What is needed: Could you restate the entries below word for word and leave the images out?
....................
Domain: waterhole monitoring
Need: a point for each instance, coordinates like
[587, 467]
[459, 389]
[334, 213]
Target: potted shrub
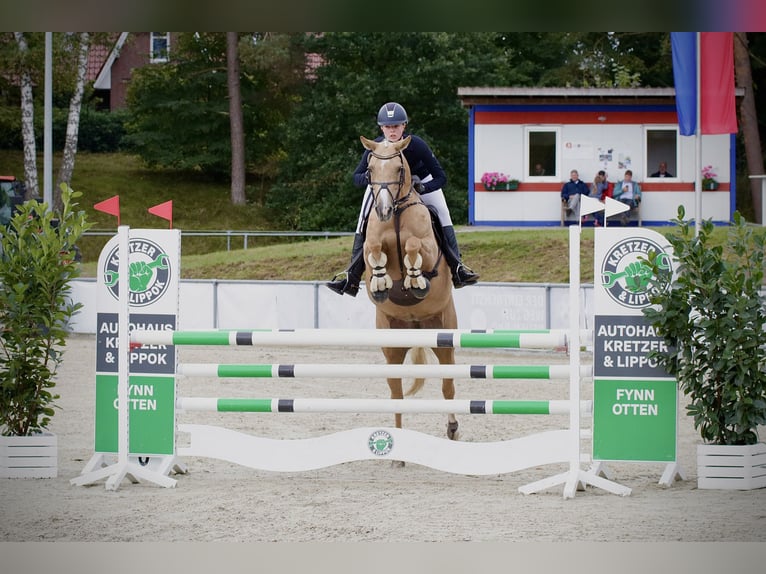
[710, 313]
[37, 263]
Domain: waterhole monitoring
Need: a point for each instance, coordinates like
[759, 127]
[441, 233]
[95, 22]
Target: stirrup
[464, 276]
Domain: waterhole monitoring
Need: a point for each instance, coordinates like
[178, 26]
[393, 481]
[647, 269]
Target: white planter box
[29, 456]
[731, 467]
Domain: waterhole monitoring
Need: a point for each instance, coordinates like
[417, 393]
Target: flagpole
[698, 142]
....................
Output:
Domain: waterhole monitoring
Need: a point for each instance, coordinates like
[587, 467]
[459, 389]
[334, 213]
Target: potted shrub
[710, 313]
[37, 263]
Domain: waterhole monitoring
Need: a point for each instance, coordinates like
[759, 127]
[441, 233]
[95, 22]
Target: stirrup
[464, 276]
Domain: waterhole monitoring
Need: a point for each instance, coordinates like
[178, 26]
[393, 481]
[647, 269]
Target: white planter box
[29, 456]
[731, 467]
Domain: waterhole monitoring
Need: a point for each instance, coordinates like
[417, 393]
Target: flagpole
[698, 142]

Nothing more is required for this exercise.